> **WRITTEN REQUEST**
According to the legal news digest below, how many times has the state parole board denied William Phillips his freedom?

> **TEXT TO READ**
==*==

« Gender Judgment | Main | The Judge Who Came in From the Cold »

LexPress: Playing Parole Reversal

By Lily Henning

Posted 10-06-06

Judge Friedman deems "irrational" a septuagenarian's continued incaceration, feminists fight no-fault, and a pair of terror-related cases advance. 

 

PAROLE REVERSAL
One of the key witnesses in the Knapp Commission hearings on police corruption will go free, according to an order by Manhattan Supreme Court Judge Marcy Friedman. The story about William Phillips, who is serving 25 years to life for two murder counts and a count of attempted murder, is carried by both the Daily News and the Times (which carries an AP account). Friedman gave a stern reprimand to the state parole board, which has denied the 75-year-old Phillips his freedom four times, writing in her decision that the rejection of Phillips's latest parole request was “so irrational as to border on impropriety.”

==*==

> **DATA RECORDS**
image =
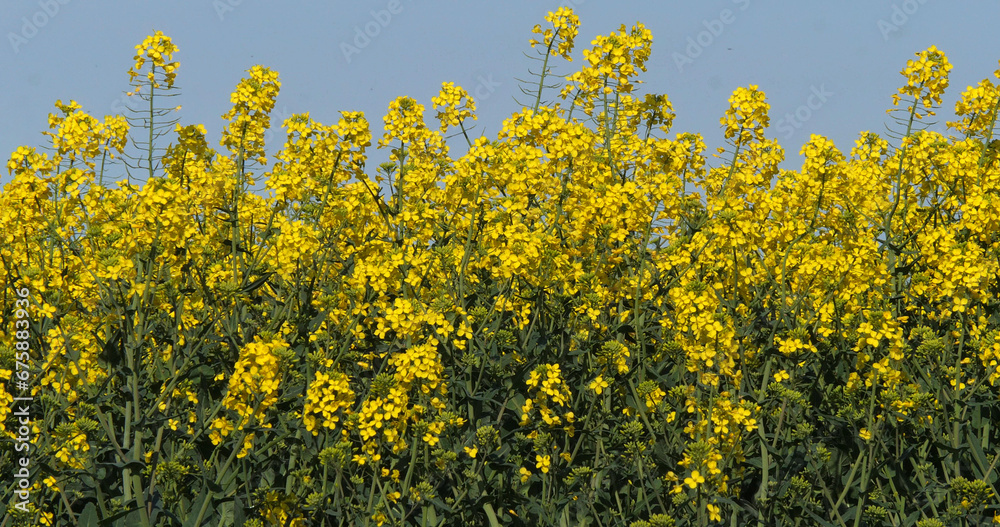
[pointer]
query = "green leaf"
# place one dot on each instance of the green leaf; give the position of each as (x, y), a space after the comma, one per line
(491, 514)
(88, 518)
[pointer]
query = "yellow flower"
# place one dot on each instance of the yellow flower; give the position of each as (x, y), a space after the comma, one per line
(694, 480)
(598, 384)
(713, 512)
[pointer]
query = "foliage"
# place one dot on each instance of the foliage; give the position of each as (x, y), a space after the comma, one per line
(578, 323)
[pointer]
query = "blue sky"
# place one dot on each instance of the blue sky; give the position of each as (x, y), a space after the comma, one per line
(826, 67)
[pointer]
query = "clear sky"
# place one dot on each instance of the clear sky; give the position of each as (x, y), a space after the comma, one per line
(826, 67)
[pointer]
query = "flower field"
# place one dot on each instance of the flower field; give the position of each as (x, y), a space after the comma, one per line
(579, 322)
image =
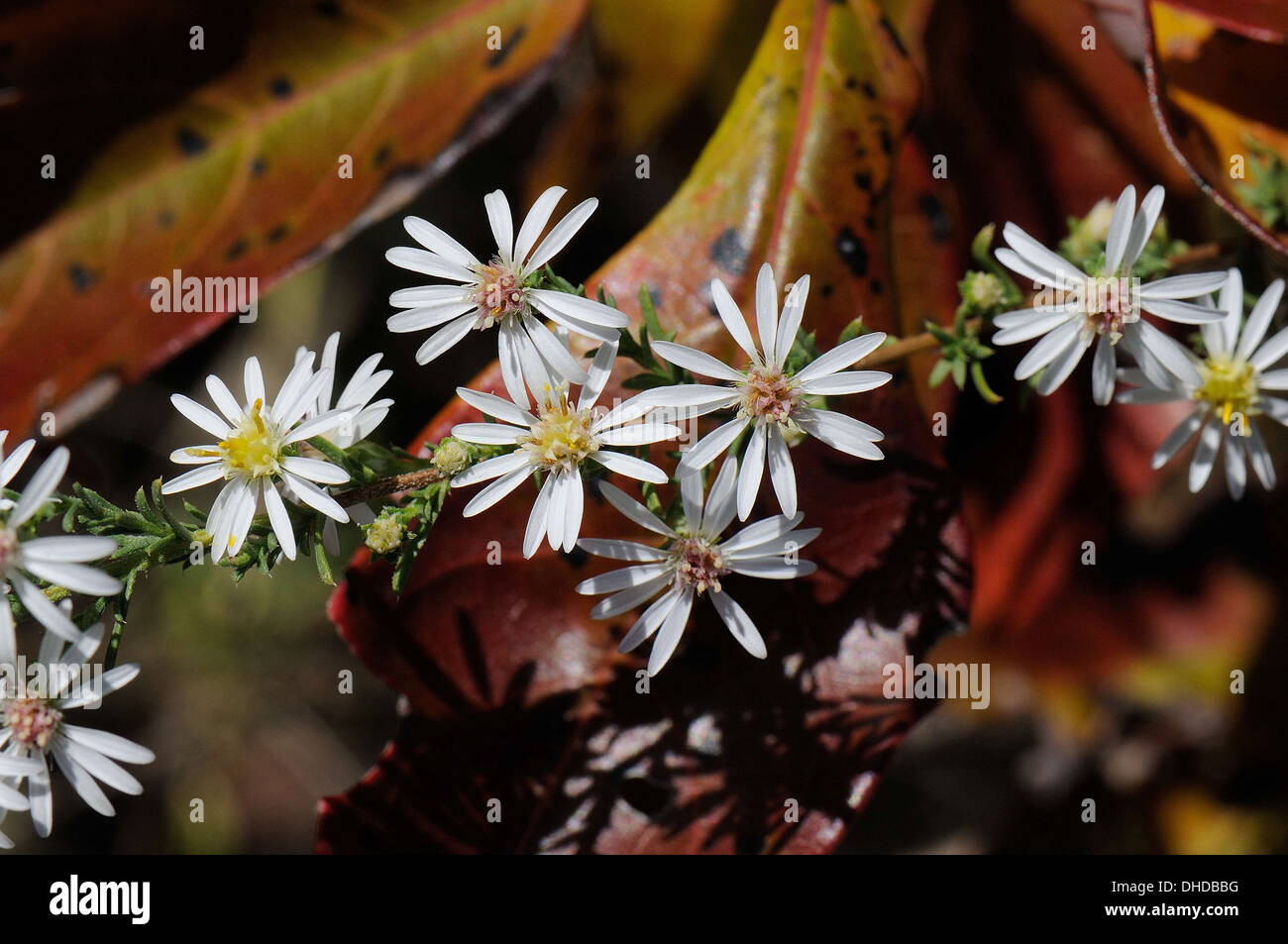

==*==

> **RESULT OF THIS TASK**
Four times.